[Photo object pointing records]
<<<<
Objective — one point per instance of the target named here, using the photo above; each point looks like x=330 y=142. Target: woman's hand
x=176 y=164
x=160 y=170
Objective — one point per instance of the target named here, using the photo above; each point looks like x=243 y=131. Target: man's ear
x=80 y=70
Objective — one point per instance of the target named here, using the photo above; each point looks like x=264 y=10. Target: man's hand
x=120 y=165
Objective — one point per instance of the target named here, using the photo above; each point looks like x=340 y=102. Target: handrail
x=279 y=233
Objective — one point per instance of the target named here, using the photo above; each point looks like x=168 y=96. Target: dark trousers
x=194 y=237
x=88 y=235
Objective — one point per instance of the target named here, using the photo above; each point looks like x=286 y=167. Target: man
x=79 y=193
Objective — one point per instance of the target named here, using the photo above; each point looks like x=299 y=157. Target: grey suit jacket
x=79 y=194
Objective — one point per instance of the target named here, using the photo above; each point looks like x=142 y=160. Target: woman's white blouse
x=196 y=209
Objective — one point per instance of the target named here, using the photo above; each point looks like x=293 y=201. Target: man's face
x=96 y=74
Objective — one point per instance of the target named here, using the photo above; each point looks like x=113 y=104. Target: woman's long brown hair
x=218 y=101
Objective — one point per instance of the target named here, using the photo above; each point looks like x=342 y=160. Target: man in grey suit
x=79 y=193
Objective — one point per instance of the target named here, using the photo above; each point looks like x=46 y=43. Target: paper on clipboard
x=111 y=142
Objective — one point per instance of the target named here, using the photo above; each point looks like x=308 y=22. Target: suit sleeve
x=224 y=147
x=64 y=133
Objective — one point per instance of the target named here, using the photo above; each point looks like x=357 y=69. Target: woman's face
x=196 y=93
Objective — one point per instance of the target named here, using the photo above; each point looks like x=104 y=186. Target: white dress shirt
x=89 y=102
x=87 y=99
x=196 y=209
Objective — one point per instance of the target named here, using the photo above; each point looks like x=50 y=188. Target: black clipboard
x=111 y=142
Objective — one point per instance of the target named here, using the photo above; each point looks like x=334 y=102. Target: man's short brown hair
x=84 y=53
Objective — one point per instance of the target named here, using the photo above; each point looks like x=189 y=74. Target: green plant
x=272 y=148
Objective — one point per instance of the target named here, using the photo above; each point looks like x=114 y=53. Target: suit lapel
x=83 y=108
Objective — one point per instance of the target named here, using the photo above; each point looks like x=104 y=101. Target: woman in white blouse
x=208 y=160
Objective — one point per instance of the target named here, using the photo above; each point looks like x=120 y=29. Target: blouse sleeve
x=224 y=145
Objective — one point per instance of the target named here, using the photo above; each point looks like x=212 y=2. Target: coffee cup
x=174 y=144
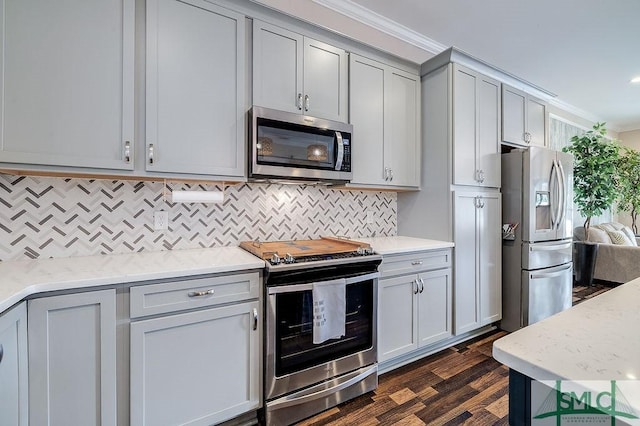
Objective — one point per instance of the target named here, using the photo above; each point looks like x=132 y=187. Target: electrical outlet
x=160 y=220
x=369 y=217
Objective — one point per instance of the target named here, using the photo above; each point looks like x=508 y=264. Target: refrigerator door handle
x=553 y=179
x=563 y=192
x=538 y=275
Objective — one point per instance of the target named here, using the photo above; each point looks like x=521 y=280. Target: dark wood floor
x=459 y=385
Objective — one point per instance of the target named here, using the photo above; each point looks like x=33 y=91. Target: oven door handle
x=297 y=399
x=309 y=286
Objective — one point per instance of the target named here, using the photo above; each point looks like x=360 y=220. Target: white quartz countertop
x=400 y=244
x=22 y=278
x=598 y=339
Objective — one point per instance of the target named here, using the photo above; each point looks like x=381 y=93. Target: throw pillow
x=619 y=237
x=597 y=235
x=629 y=233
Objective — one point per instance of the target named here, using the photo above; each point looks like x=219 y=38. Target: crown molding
x=381 y=23
x=562 y=105
x=368 y=17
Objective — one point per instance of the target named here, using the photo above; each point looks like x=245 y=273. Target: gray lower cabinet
x=198 y=367
x=414 y=302
x=72 y=359
x=14 y=397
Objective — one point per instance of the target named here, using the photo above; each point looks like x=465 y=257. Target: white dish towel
x=329 y=308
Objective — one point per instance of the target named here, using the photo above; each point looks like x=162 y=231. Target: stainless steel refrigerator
x=537 y=271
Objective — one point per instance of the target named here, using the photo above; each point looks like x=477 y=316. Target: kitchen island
x=593 y=342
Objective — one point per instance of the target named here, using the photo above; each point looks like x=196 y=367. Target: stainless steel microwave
x=289 y=146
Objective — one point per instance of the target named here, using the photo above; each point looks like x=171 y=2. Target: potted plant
x=629 y=184
x=595 y=190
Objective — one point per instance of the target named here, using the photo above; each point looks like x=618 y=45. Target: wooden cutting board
x=297 y=248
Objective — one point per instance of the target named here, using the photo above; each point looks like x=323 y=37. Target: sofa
x=618 y=258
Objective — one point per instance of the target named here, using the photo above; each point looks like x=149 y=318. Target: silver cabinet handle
x=255 y=319
x=201 y=293
x=127 y=152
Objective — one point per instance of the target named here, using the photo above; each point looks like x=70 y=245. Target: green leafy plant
x=594 y=172
x=629 y=184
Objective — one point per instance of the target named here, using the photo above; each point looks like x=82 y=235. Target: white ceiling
x=584 y=51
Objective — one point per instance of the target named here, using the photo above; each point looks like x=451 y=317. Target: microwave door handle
x=340 y=154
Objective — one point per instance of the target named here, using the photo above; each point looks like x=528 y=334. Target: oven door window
x=295 y=350
x=295 y=145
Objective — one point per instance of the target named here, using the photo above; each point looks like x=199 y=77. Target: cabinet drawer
x=174 y=296
x=415 y=262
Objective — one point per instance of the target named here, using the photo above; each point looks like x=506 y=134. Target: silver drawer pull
x=201 y=293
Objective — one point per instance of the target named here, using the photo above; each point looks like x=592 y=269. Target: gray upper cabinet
x=67 y=83
x=476 y=128
x=385 y=113
x=14 y=396
x=72 y=359
x=524 y=118
x=298 y=74
x=195 y=97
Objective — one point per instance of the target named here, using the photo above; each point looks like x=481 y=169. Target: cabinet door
x=465 y=125
x=72 y=359
x=67 y=83
x=195 y=88
x=325 y=81
x=434 y=306
x=402 y=128
x=14 y=396
x=537 y=121
x=488 y=150
x=466 y=288
x=196 y=368
x=397 y=316
x=513 y=115
x=490 y=258
x=277 y=67
x=366 y=113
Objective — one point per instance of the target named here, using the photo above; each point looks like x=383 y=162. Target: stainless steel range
x=302 y=378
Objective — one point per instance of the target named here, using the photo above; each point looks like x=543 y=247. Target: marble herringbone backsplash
x=55 y=217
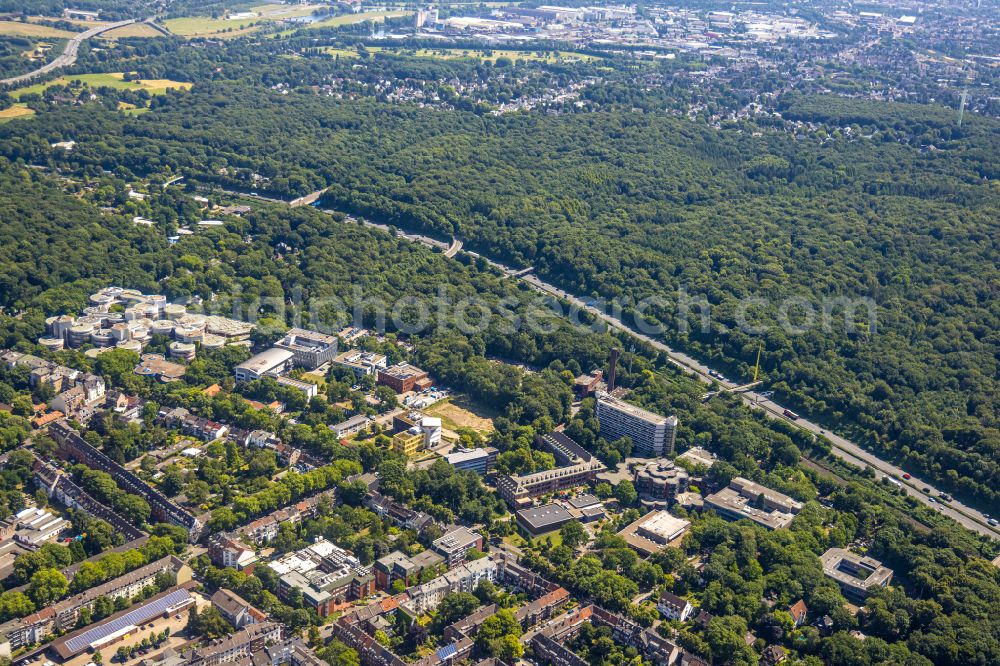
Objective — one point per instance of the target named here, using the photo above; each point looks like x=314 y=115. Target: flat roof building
x=403 y=378
x=654 y=531
x=311 y=349
x=472 y=460
x=855 y=574
x=746 y=499
x=651 y=434
x=361 y=362
x=353 y=425
x=454 y=545
x=120 y=626
x=272 y=362
x=517 y=490
x=699 y=456
x=542 y=519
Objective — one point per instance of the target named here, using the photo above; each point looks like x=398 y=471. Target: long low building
x=542 y=519
x=73 y=446
x=745 y=499
x=465 y=578
x=272 y=362
x=651 y=434
x=122 y=625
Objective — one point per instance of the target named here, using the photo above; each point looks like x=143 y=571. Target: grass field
x=15 y=111
x=348 y=19
x=492 y=54
x=459 y=413
x=134 y=30
x=202 y=26
x=18 y=29
x=115 y=80
x=479 y=54
x=80 y=23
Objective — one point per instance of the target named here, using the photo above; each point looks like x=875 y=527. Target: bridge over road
x=68 y=56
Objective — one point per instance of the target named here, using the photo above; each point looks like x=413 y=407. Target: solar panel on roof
x=132 y=618
x=447 y=651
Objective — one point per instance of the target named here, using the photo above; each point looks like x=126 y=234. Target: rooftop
x=266 y=360
x=540 y=517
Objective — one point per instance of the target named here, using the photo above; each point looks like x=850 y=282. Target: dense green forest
x=65 y=246
x=627 y=206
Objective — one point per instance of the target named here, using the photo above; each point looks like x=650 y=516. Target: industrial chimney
x=612 y=367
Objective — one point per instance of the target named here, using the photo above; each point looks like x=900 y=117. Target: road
x=845 y=449
x=68 y=56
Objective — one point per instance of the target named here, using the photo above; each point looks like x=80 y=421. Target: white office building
x=653 y=435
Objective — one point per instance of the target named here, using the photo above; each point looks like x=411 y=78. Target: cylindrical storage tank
x=102 y=300
x=190 y=332
x=174 y=311
x=158 y=301
x=213 y=341
x=61 y=326
x=79 y=334
x=131 y=345
x=102 y=338
x=161 y=327
x=51 y=344
x=140 y=333
x=182 y=350
x=121 y=332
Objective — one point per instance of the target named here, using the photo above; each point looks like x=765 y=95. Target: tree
x=454 y=606
x=493 y=632
x=337 y=653
x=47 y=585
x=573 y=534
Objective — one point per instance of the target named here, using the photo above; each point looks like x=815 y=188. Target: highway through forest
x=68 y=56
x=843 y=448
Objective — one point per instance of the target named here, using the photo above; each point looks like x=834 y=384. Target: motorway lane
x=966 y=516
x=68 y=56
x=845 y=449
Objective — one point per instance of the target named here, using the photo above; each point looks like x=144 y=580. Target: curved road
x=847 y=450
x=68 y=56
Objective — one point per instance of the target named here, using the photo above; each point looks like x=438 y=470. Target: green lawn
x=15 y=111
x=490 y=54
x=112 y=80
x=200 y=26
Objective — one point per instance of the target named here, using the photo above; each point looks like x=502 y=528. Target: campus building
x=855 y=574
x=660 y=481
x=309 y=348
x=745 y=499
x=479 y=461
x=403 y=378
x=652 y=435
x=272 y=362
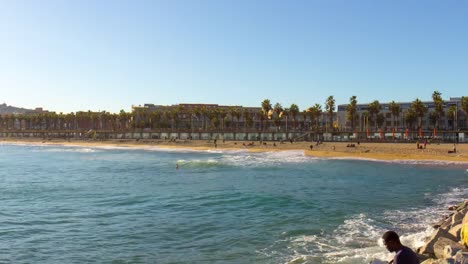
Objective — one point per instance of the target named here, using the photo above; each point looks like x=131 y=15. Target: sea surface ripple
x=62 y=204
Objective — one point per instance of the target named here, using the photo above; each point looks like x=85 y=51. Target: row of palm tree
x=415 y=113
x=202 y=118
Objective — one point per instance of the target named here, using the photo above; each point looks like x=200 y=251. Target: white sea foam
x=358 y=239
x=403 y=161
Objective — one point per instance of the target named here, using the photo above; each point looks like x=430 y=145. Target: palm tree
x=410 y=116
x=464 y=105
x=452 y=114
x=351 y=110
x=266 y=107
x=433 y=118
x=222 y=114
x=294 y=110
x=316 y=111
x=278 y=109
x=247 y=118
x=439 y=107
x=286 y=112
x=304 y=114
x=124 y=117
x=330 y=107
x=420 y=109
x=395 y=110
x=380 y=119
x=374 y=109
>>>>
### SHORT EXERCISE
Give back, unchanged, every line from the one with "of palm tree" to the end of the entries above.

### TASK ANSWER
Objective — one point per instance of the target named here, using the photo above; each point looks like x=85 y=51. Target: row of palm tree
x=415 y=113
x=202 y=118
Objective — one point per instance of the target named here, using the photo above; each point looks like x=200 y=251. Target: white sea foam
x=358 y=239
x=403 y=161
Objective — one point per instance of the target named here, using the photo above; each point looks like x=430 y=145. Target: palm tree
x=410 y=116
x=464 y=105
x=452 y=114
x=351 y=110
x=266 y=107
x=433 y=118
x=222 y=114
x=294 y=110
x=316 y=111
x=278 y=109
x=247 y=118
x=439 y=107
x=286 y=112
x=304 y=114
x=124 y=117
x=330 y=107
x=420 y=109
x=395 y=110
x=380 y=119
x=374 y=109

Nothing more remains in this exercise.